[DATA FOR THIS TASK]
_ _ _ _ _ _ _

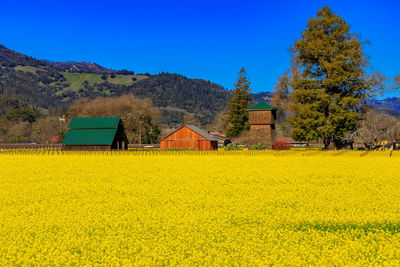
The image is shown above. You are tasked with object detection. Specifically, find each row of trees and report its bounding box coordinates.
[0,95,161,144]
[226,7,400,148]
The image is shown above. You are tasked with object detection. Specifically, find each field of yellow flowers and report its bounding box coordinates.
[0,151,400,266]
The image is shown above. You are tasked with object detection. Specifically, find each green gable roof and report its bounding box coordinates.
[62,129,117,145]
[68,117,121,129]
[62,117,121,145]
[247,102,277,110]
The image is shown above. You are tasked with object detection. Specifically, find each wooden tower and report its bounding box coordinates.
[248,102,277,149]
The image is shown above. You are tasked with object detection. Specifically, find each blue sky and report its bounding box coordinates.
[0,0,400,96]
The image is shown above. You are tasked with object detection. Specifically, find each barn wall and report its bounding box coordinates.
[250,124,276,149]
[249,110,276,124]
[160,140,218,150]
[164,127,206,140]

_ _ _ _ _ _ _

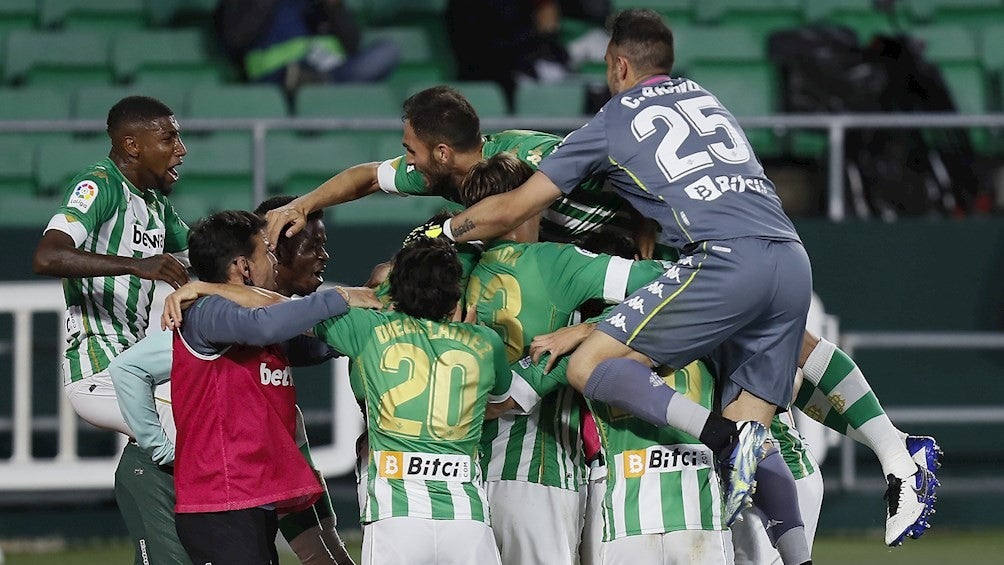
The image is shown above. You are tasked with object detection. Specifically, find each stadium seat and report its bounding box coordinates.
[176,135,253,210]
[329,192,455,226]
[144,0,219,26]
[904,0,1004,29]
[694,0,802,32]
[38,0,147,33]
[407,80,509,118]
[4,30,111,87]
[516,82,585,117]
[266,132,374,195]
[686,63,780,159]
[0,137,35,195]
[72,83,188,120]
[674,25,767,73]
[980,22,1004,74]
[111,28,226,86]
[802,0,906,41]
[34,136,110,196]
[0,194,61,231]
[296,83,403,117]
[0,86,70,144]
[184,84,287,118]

_ _ _ _ _ _ _

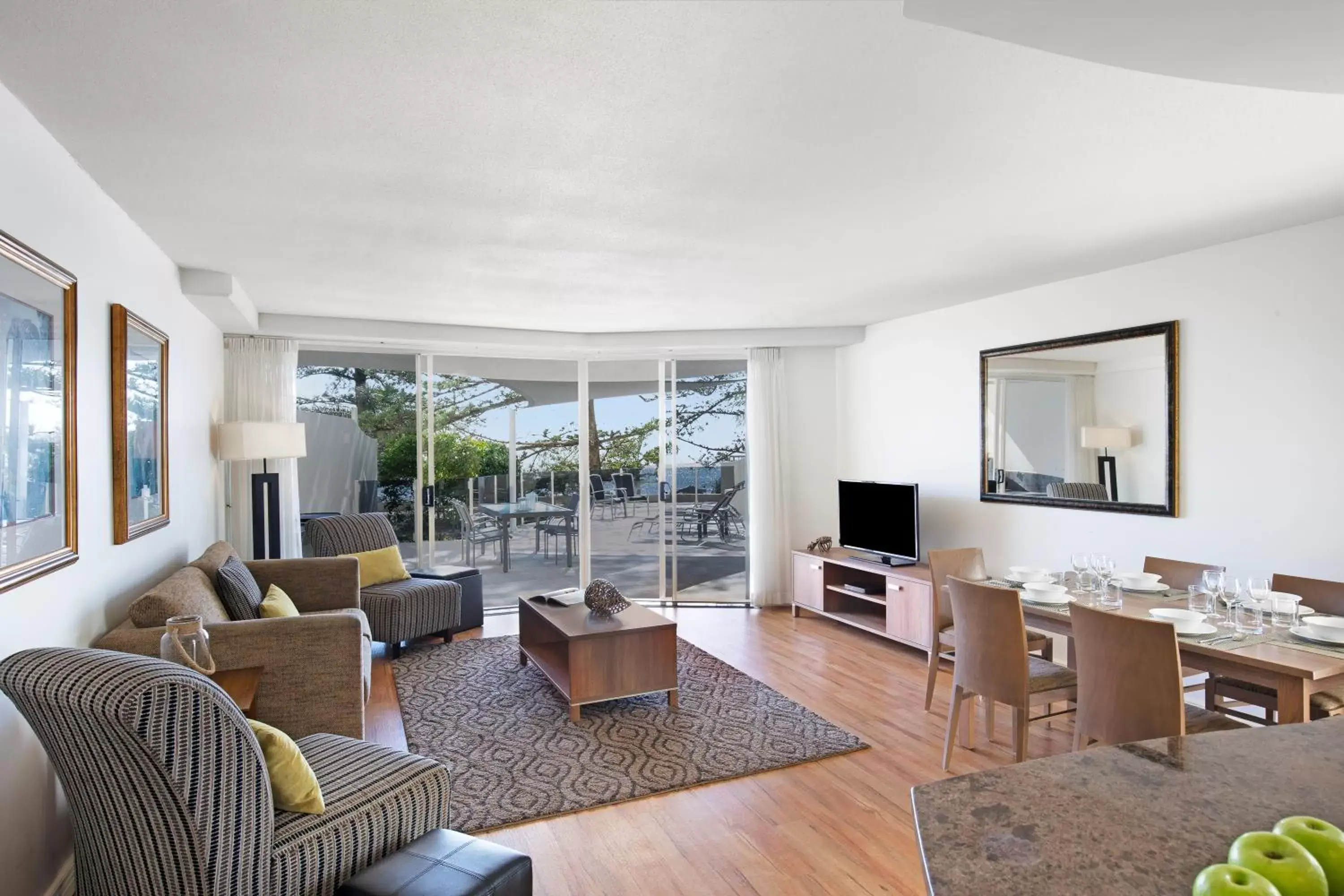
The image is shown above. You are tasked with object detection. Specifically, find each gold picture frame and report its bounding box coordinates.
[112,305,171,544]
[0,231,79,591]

_ _ _ _ _ _ _

[PROMPT]
Would you reproduce, word for word, the data beginning with the line that contains "sky and report its bounding box coordinates." and continuing through the line that contains "[0,0,400,96]"?

[SOLUTION FOR THIS PROBLEM]
The image is shown above. You are tasked with object detection. Specifically, find each blue sky and report its bounding box coordinates.
[0,0,400,96]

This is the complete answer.